_Exercise materials_
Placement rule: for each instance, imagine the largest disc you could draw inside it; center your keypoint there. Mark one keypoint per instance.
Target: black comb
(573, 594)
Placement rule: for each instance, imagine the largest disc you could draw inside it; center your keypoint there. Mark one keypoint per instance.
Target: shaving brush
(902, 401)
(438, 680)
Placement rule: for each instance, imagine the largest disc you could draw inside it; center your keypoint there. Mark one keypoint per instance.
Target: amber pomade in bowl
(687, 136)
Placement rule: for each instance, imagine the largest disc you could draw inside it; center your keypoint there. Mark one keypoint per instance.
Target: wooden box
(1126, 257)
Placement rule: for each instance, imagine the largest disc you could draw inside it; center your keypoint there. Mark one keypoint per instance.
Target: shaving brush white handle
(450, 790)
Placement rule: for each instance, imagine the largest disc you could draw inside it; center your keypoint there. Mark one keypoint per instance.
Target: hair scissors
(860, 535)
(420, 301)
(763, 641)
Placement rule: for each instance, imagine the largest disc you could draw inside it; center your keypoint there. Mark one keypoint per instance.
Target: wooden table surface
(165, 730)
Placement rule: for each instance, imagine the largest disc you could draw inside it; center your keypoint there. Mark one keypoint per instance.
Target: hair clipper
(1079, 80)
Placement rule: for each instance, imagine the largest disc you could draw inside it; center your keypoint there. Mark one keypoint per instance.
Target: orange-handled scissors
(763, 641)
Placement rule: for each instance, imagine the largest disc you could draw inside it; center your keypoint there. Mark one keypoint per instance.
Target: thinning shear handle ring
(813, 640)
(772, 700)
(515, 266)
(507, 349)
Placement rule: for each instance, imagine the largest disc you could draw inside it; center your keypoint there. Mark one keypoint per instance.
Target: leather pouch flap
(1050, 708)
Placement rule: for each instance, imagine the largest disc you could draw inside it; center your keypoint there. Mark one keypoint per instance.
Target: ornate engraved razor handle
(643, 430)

_Task goal_
Count the lines of the material above that contain the word "hair", and reply with the number only.

_Right answer_
2